Ginkgo Bioworks: Restoring pride to GMOs

By Joan Conrow

July 10, 2018

Jason Kelly, founder of the microbe engineering company Ginkgo Bioworks, wants those who work in the often-contentious field of GMOs to stand proud. After all, they’re ushering the world into the greener, cleaner future that biotechnology can create.

“We should be embracing genetic engineering and GMOs as one of the most important technologies we have available to us to improve everything — food, clothing, fragrances, medicine, really everything we make,” Kelly told the Alliance for Science.

As he sees it, biotechnology can help humanity shift away from the wasteful, extractive model that characterizes our currently unsustainable approach to manufacturing and industry.

“Growing things is the manufacturing technology for Earth,” explained Kelly, who earned a doctorate in biological engineering at the Massachusetts Institute of Technology. “When you think about all that amazing technology out there in nature, well, we’ve just gotten access to the code. What a gift. Now that we have the code, we can engineer what we want. All physical goods will end up being made with biology. That is the obvious endpoint of this. That’s the potential. People don’t even know it’s possible yet.”

| QUESTIONS |
**1.** Translate this sentence from the Ginkgo Bioworks article into Spanish: "As he sees it, biotechnology can help humanity shift away from the wasteful, extractive model that characterizes our currently unsustainable approach to manufacturing and industry."
**2.** Pick up the Ginkgo Bioworks article where it stops and keep writing.
The entries aren't needed for either task.

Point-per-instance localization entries
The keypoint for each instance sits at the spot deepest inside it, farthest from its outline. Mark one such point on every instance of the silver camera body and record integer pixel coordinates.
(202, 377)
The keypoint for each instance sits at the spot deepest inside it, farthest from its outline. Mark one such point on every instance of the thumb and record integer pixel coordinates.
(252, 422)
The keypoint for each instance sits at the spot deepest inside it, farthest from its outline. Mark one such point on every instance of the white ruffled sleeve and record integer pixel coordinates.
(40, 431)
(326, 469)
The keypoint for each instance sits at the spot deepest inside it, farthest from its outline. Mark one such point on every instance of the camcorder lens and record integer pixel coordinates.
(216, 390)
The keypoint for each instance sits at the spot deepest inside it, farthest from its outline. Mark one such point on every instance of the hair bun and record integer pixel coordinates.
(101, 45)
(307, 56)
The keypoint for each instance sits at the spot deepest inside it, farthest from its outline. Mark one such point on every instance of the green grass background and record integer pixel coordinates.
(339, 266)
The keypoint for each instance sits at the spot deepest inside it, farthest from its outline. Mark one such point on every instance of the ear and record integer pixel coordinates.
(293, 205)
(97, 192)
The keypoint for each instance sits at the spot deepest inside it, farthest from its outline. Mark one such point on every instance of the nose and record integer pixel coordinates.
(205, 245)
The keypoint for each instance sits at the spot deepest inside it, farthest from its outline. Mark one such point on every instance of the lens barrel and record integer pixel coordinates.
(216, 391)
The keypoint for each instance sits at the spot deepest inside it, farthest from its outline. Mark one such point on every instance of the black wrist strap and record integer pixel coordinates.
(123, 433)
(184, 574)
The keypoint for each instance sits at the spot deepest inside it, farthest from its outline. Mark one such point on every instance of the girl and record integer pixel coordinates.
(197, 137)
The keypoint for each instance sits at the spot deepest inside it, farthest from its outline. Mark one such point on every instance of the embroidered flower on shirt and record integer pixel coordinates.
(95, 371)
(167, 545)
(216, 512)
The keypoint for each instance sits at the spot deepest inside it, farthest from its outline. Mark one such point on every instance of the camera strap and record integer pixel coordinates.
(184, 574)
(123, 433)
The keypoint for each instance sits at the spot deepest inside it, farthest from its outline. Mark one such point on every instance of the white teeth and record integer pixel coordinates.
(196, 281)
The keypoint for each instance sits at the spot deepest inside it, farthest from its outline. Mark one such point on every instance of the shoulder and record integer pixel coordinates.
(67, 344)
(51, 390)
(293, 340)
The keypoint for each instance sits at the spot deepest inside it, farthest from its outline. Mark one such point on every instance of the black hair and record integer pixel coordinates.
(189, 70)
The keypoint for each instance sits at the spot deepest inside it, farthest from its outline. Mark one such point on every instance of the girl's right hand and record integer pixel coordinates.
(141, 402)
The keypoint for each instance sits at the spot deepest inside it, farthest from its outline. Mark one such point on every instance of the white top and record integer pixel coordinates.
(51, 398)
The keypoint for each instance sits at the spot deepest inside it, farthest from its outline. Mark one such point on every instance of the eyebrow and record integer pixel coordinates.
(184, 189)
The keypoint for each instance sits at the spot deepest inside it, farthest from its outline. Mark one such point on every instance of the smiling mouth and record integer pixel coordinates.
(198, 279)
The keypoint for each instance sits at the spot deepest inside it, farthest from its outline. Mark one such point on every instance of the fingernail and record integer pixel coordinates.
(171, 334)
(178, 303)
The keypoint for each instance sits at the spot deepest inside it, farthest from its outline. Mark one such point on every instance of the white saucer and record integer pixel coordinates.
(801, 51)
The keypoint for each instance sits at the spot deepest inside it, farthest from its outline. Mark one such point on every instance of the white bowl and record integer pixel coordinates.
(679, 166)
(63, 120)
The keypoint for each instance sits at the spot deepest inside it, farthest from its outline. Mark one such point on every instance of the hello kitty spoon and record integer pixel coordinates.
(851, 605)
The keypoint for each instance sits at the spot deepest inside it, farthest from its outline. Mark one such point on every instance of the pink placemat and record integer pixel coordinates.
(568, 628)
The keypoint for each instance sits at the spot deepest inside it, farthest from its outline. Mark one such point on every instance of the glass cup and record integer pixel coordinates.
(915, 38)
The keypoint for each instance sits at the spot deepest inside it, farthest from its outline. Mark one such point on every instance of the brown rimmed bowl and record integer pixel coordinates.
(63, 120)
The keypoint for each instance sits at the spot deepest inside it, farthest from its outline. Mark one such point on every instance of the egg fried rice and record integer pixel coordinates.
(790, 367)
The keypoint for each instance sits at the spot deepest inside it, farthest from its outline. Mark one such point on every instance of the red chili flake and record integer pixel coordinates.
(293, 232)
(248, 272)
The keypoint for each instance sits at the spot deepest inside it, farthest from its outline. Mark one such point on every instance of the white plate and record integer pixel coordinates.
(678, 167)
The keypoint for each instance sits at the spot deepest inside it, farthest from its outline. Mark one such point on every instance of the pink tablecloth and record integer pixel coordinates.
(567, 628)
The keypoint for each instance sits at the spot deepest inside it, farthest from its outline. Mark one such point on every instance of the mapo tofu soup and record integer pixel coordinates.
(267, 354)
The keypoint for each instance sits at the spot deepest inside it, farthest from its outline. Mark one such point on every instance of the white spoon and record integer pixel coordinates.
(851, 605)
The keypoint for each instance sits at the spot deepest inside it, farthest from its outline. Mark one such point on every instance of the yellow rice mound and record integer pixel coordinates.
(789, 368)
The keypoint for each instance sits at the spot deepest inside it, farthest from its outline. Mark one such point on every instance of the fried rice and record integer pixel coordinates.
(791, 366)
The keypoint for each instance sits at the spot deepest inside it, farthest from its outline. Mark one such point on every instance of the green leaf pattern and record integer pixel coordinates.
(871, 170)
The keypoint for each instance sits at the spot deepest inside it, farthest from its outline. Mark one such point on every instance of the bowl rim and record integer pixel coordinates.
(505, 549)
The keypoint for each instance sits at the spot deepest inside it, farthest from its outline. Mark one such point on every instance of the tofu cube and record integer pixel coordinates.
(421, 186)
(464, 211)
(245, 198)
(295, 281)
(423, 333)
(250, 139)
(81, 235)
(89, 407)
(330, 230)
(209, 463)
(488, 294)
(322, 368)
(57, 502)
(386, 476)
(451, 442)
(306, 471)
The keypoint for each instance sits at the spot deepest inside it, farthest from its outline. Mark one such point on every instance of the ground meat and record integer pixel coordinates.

| WRITTEN ANSWERS |
**1.** Según su punto de vista, la biotecnología puede ayudar a la humanidad a alejarse del modelo derrochador y extractivo que caracteriza nuestro enfoque actualmente insostenible de la fabricación y la industria.

**2.**
Jason Kelly, CEO of Ginkgo Bioworks

That’s partly because people tend to take biology for granted. “They don’t think of it like a new Apple iPhone or Tessla’s new car,” he noted. “But plants are much more sophisticated technology than your iPhone. They’re unbelievably complicated self-assembling, self-repairing organisms. If you thought of plants as technology, they’re so sophisticated they’re almost alien.”

Ginkgo Bioworks, which Kelly and others founded while still at MIT, is already tapping into “the ultimate technology” by designing custom microbes for a variety of clients. The Boston-based company has developed software to search DNA sequences for useful enzymes and software-directed robots to automate work previously performed laboriously by bench scientists.  As a result, it’s been able to speed up the process of producing yeast and other microbes while keeping costs down. Some 40 percent of the world’s gene printing — printing new pieces of DNA to insert into genomes — is now done at Ginkgo.

The company’s single-cell organisms are used by a wide range of industries, including health and beauty, textiles, energy, pharmaceuticals and food. Kelly is particularly enthusiastic about their potential applications in agriculture: “Microbes are amazing little symbionts that do all sorts of things right now for plants related to nutrients, growth factors, pest-resistance. We see a ton of opportunities.”

Ginkgo Bioworks entered the agricultural industry in a big way, via a $100 million venture with Bayer to transfer the nitrogen-fixing capabilities of legumes into crops like corn. If they’re successful, Kelly sees it leading to a dramatic drop in the use of chemical nitrogen fertilizers, which contribute about 3 percent to total greenhouse gas emissions.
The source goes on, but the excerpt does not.